--- begin Records for this exercise ---
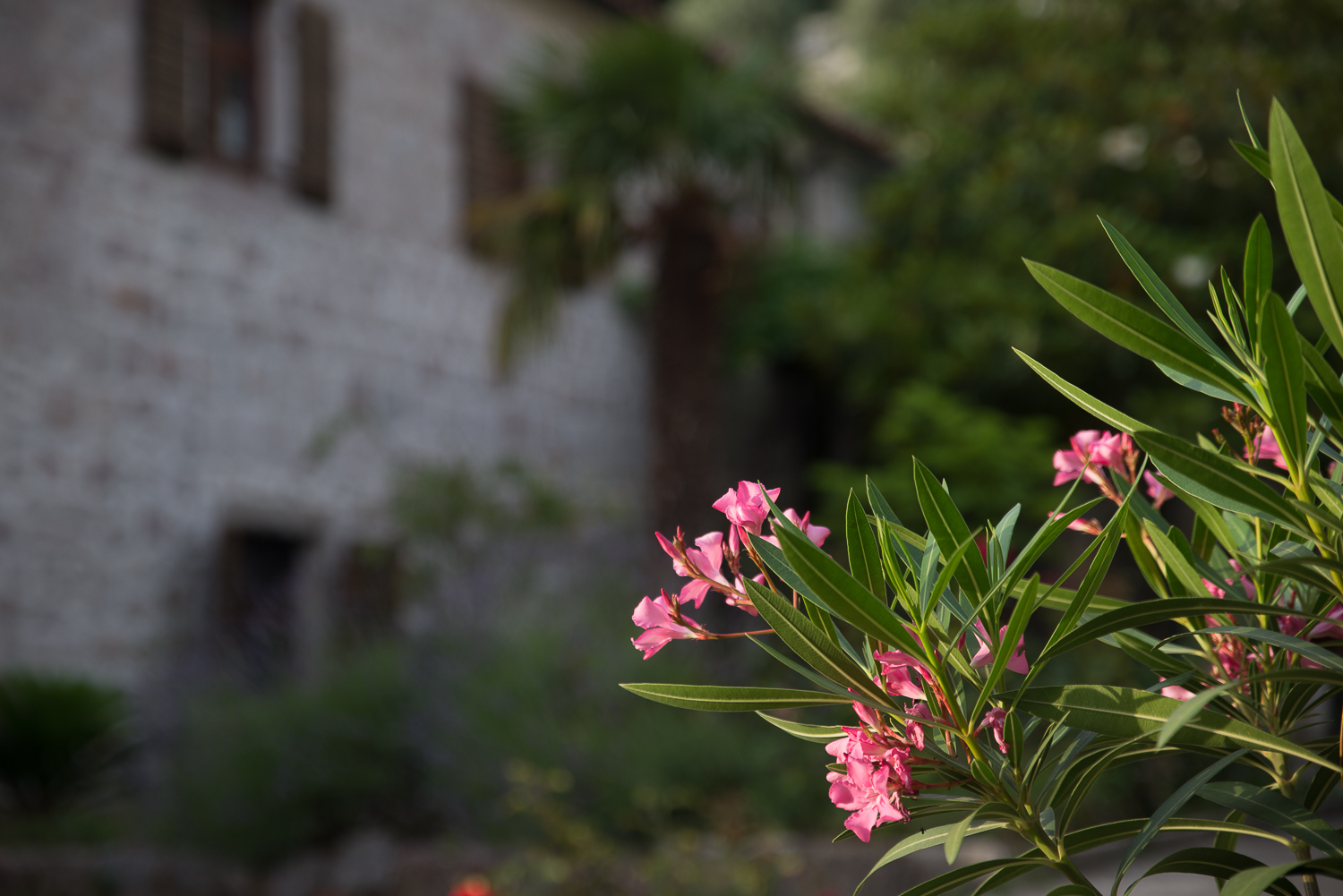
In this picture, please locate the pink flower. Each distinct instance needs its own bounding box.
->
[1162,678,1194,703]
[1143,470,1176,510]
[826,762,910,843]
[654,529,728,610]
[905,703,932,749]
[875,650,931,700]
[975,706,1007,752]
[770,508,830,548]
[970,619,1031,674]
[714,481,782,534]
[630,590,708,660]
[1055,430,1115,485]
[1245,427,1287,470]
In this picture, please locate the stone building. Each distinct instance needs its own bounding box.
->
[0,0,876,687]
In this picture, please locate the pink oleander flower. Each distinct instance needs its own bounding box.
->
[771,508,830,548]
[630,590,709,660]
[970,619,1031,674]
[1055,430,1116,485]
[975,706,1007,752]
[873,650,932,700]
[1162,678,1194,703]
[826,762,910,843]
[1245,427,1287,470]
[905,703,932,749]
[714,481,782,534]
[654,531,730,610]
[1143,470,1176,510]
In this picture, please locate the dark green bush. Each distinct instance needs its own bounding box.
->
[0,671,126,815]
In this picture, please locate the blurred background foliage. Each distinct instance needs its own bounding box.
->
[698,0,1343,518]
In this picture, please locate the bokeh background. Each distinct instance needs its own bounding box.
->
[0,0,1343,896]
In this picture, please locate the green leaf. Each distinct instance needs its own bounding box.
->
[870,857,1049,896]
[1015,685,1343,771]
[1109,741,1249,896]
[620,684,853,712]
[1241,215,1273,346]
[868,475,902,525]
[757,709,845,744]
[1100,218,1233,371]
[1133,430,1310,533]
[1260,294,1307,470]
[1297,335,1343,426]
[747,536,821,603]
[1198,781,1343,858]
[1143,520,1208,596]
[945,803,1012,865]
[1039,596,1308,662]
[1037,496,1133,647]
[1157,364,1240,402]
[915,458,988,601]
[746,579,889,705]
[1232,140,1273,180]
[768,529,923,657]
[843,489,886,598]
[1026,260,1257,405]
[1013,348,1151,434]
[1268,99,1343,352]
[1130,846,1302,896]
[1222,858,1343,896]
[1157,679,1241,747]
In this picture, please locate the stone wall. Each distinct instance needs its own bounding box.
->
[0,0,647,687]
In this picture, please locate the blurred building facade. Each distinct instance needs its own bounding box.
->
[0,0,647,687]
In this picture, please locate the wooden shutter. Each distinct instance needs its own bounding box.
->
[141,0,192,156]
[293,4,335,203]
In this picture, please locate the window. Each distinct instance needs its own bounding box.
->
[332,542,403,650]
[219,528,308,684]
[206,0,261,168]
[459,78,526,252]
[141,0,288,177]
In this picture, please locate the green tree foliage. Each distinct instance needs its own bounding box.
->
[720,0,1343,518]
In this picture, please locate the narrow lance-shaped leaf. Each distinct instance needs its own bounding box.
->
[778,529,923,657]
[1260,295,1307,470]
[1157,679,1241,752]
[1268,99,1343,352]
[1017,685,1343,772]
[1125,846,1302,896]
[1109,749,1249,896]
[620,684,851,712]
[1241,215,1273,346]
[1026,260,1257,405]
[1039,596,1311,662]
[915,458,988,601]
[747,579,888,703]
[1198,781,1343,858]
[1133,430,1310,534]
[757,711,845,744]
[843,489,886,598]
[1013,348,1152,434]
[1100,218,1236,371]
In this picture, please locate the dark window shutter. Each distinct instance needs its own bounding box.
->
[141,0,192,156]
[459,78,526,250]
[295,4,335,203]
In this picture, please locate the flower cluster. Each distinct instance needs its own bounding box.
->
[631,482,830,660]
[1055,430,1176,534]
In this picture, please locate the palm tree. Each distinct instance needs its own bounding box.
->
[485,24,794,526]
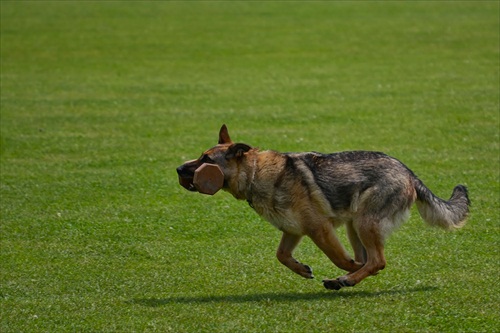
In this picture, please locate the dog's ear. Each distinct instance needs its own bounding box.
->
[226,143,252,160]
[219,124,233,145]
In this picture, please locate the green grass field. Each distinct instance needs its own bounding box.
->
[0,1,500,332]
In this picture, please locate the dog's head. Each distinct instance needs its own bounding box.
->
[177,125,252,191]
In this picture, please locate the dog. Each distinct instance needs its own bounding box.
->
[177,125,470,290]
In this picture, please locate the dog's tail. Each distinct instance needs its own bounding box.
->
[415,178,470,229]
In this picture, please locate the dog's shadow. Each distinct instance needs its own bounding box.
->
[129,287,437,307]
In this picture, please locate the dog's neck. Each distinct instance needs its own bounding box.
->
[246,155,258,208]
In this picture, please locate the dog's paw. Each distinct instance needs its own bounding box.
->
[323,280,343,290]
[302,264,314,279]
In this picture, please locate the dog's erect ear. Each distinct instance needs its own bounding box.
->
[219,124,233,145]
[226,143,252,160]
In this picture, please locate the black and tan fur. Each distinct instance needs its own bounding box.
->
[177,125,470,290]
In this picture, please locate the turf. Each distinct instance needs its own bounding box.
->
[0,1,500,332]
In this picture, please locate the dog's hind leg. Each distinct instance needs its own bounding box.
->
[276,232,314,279]
[346,222,366,264]
[308,221,363,272]
[323,217,386,290]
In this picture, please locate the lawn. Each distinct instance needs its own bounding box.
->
[0,1,500,332]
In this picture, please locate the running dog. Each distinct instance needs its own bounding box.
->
[177,125,470,290]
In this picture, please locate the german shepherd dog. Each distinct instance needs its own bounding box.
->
[177,125,470,290]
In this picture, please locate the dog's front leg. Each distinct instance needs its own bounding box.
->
[276,232,314,279]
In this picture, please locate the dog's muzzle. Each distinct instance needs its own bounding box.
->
[177,161,224,195]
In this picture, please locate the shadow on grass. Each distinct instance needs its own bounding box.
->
[128,287,437,307]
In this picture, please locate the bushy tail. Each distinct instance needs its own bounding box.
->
[415,179,470,229]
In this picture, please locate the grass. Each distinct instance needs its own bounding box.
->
[0,1,500,332]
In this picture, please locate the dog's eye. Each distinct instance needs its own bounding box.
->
[201,155,214,164]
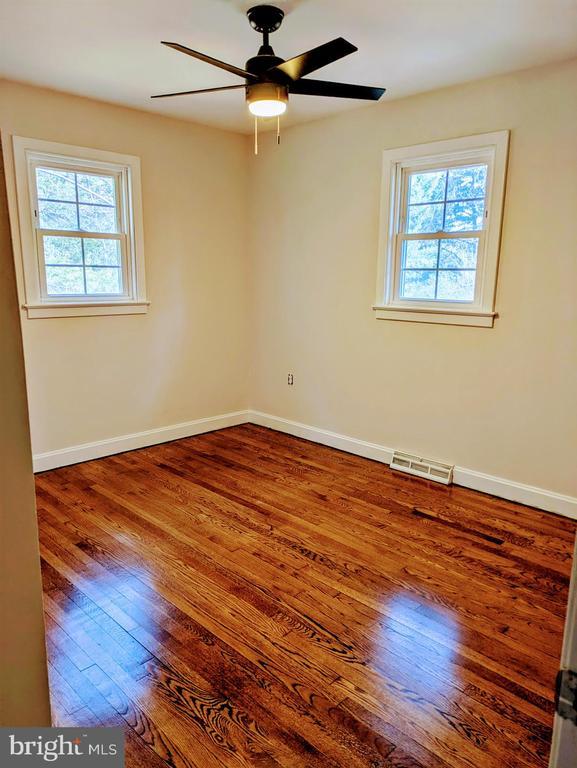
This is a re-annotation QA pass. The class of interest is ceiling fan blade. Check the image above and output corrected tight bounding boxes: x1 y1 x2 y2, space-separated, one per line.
150 83 246 99
161 40 258 80
289 79 386 101
267 37 358 80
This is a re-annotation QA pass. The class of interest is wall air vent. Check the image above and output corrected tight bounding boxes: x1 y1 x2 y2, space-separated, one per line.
390 451 453 485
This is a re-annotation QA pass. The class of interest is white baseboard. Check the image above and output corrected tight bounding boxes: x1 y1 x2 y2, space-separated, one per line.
248 411 577 520
33 411 250 472
34 410 577 520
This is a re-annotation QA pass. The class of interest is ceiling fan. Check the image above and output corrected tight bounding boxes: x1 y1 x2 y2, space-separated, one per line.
151 5 385 117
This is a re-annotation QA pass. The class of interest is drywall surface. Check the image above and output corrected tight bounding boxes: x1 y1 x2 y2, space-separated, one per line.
0 136 50 727
0 81 248 454
250 57 577 496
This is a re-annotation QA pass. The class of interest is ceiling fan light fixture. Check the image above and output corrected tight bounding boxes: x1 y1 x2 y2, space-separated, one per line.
246 83 288 117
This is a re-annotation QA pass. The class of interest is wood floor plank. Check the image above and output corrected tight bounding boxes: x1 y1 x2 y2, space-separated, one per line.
37 425 576 768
--- end Records for this exercise ---
▶ **Exercise prompt**
Please reproduce all of the entries above word for word, leaving out the pictures.

▶ **Response to the exercise**
In this picture, please locate the pink flower. Each distinct instance needs its own bounding box.
->
[1162,678,1194,703]
[1143,470,1176,510]
[826,762,910,843]
[654,529,728,610]
[905,703,932,749]
[875,650,931,700]
[975,706,1007,752]
[770,508,830,548]
[970,619,1031,674]
[714,481,782,534]
[630,590,708,660]
[1055,430,1115,485]
[1245,427,1287,470]
In this picture, please locate the stone building. Each distinct instance needs its own bounding box.
->
[0,0,876,687]
In this picture, please locate the pink oleander flower. Each distinct instance needs its own bounding box.
->
[771,508,830,548]
[630,590,709,660]
[970,619,1031,674]
[1055,430,1116,485]
[975,706,1007,752]
[873,650,932,700]
[1162,678,1194,703]
[826,762,910,843]
[1245,427,1287,470]
[905,703,932,749]
[714,481,782,534]
[654,531,730,610]
[1143,470,1176,510]
In this picture, please locate the dark green bush. Each distinct instance needs its own bounding box.
->
[0,671,126,815]
In this picture, please locate the blurred background foliage. Each distinct instance needs its own bounding box.
->
[698,0,1343,518]
In this picture, please locate the bokeh background. Each distinct instance needs its own bounding box.
->
[0,0,1343,896]
In this picture, please locate the green leaf. Each distinct instance needs its own bounding box.
->
[870,857,1049,896]
[1015,685,1343,771]
[1109,741,1249,896]
[620,684,853,712]
[1241,215,1273,346]
[868,475,902,525]
[757,709,845,744]
[1100,218,1233,371]
[1133,430,1310,533]
[1260,294,1307,470]
[1297,335,1343,426]
[747,536,821,603]
[1198,781,1343,858]
[1143,520,1208,596]
[945,803,1012,865]
[1039,596,1308,662]
[1037,496,1133,647]
[1157,364,1240,402]
[915,458,988,601]
[746,579,889,705]
[1232,140,1273,180]
[768,529,923,657]
[843,489,886,598]
[1026,260,1257,405]
[1013,348,1151,434]
[1268,99,1343,352]
[1130,846,1302,896]
[1222,858,1343,896]
[1157,679,1241,747]
In this picture, please locate the stone wall. Each distinct instance needs its own bounding box.
->
[0,0,647,687]
In this picture, please locate the blurred building facade. Each distinct instance needs its own bounding box.
->
[0,0,647,687]
In this picture, please locate the wooden shutter. Each distinct instance needs its own bounding box.
->
[141,0,192,156]
[293,4,335,203]
In this picture, please locate the window. Each distinct instance needs its own bounding box.
->
[332,542,403,650]
[219,528,308,684]
[206,0,261,168]
[459,78,526,252]
[141,0,288,177]
In this picture, please locate the green tree foliage. Each distinct instance needs its own bounding box.
->
[720,0,1343,518]
In this picture, please locate the narrow lance-shaped leaf. Each distinct instance needs its own bounding box.
->
[778,529,923,657]
[1260,295,1307,470]
[1157,679,1241,752]
[1268,99,1343,352]
[1017,685,1343,772]
[1125,846,1302,896]
[1109,749,1249,896]
[620,684,851,712]
[1241,215,1273,346]
[1026,260,1257,405]
[1039,596,1311,662]
[915,458,988,601]
[747,579,888,703]
[1198,781,1343,858]
[1133,430,1310,534]
[757,711,845,744]
[843,489,886,598]
[1013,348,1152,434]
[1100,218,1236,371]
In this picture, please locate the dark window shutter. Each distinct instance needs its own bounding box.
->
[141,0,192,156]
[459,78,526,250]
[295,4,335,203]
In this picture, please locate the flower cluster. Each distinct instance needs its own bounding box.
->
[631,482,830,660]
[1055,430,1176,534]
In this picture, please locate the palm tree. Each distinct instance needs its own bounding box.
->
[485,24,794,526]
In this picture, please locate the dog's ear. Each distinct instance needs its own bounding box.
->
[226,143,252,160]
[219,124,233,145]
In this picture, please locate the green grass field. Each distinct instance needs its own bounding box.
->
[0,1,500,332]
In this picture, please locate the dog's head. Each distinct instance needs its own bounding box.
->
[177,125,252,191]
In this picture, please locate the dog. Each distinct instance needs its own bounding box.
->
[177,125,470,290]
In this picture, please locate the dog's tail. Each distinct instance needs its own bounding box.
->
[415,178,470,229]
In this picture, please locate the dog's shadow. Each distinct instance needs its own bounding box.
->
[129,287,437,307]
In this picture, please locate the dog's neck. Each distinct instance needs its own bounding box.
->
[246,155,258,208]
In this picture, please locate the dog's paw. Each distinct instance needs its own bounding box.
->
[323,280,343,290]
[302,264,314,279]
In this picture, please locate the dog's erect ear. Each distinct instance needs its own bounding box.
->
[219,124,233,145]
[226,143,252,160]
In this picture, please locate the black and tan fur. Each distinct instance needs its own bounding box.
->
[177,125,470,290]
In this picture, please locate the turf. Each distinct instance needs its own bounding box.
->
[0,1,500,332]
In this picture, please locate the dog's hind leg. Each distinct instance needs its own bounding box.
->
[276,232,314,279]
[346,222,366,264]
[308,221,363,272]
[323,217,386,290]
In this picture, please locate the lawn. Each distinct instance needs its own bounding box.
->
[0,1,500,332]
In this picture, please locate the running dog. Each distinct instance needs its own bounding box.
->
[177,125,470,290]
In this picture, please locate the german shepherd dog. Each distinct instance needs its own bounding box.
->
[177,125,470,290]
In this picture, please locate the dog's front leg. Each distinct instance needs its own bounding box.
->
[276,232,314,279]
In this picture, please locate the dog's muzzle. Each distinct instance needs its own bounding box.
->
[177,161,224,195]
In this picture, please locate the shadow on grass. Each distinct instance needs its own bounding box.
->
[128,287,437,307]
In this picture, please locate the bushy tail. Each distinct instance needs its own bounding box.
->
[415,179,470,229]
In this picture, please locate the grass. Each distinct instance needs its own bounding box.
->
[0,1,500,332]
In this picture, please locate the dog's eye. Each distinct instance needs its own bounding box.
->
[201,155,214,164]
This is a re-annotation QA pass. The class of interest is ceiling fan blade. Check the image above and output corrected tight bounding boxes: x1 y1 x2 y2, space-separated, one per line.
150 83 246 99
161 40 258 80
289 79 386 101
267 37 358 80
This is a re-annotation QA pass. The class of interest is wall air vent. Check the image above and output corrected tight bounding boxes: x1 y1 x2 y2, space-separated, one per line.
390 451 453 485
This is a re-annotation QA pass. The class of interest is white baseboard. Check the image above and output corrected tight bounding boxes: x1 y1 x2 y2, space-separated, one per line.
248 411 577 520
33 411 250 472
34 410 577 520
This is a re-annotation QA pass. The class of interest is ceiling fan. Check the image above and output corrected tight bounding boxes: x1 y1 x2 y2, space-separated, one per line.
151 5 385 117
This is a re-annotation QA pass. The class of interest is drywall surface. Check the image above and output corrected tight bounding boxes: x1 y1 x2 y2, space-separated, one per line.
0 136 50 727
0 81 248 454
250 57 577 496
This is a re-annotation QA pass. The class of interest is ceiling fan light fixture. Check the image above and output corrected tight bounding boxes: x1 y1 x2 y2, space-separated, one per line.
246 83 288 117
This is a re-annotation QA pass. The class of interest is wood floor plank. Check the image above and output corrected tight bounding boxes: x1 y1 x2 y2, space-separated, one per line.
37 425 576 768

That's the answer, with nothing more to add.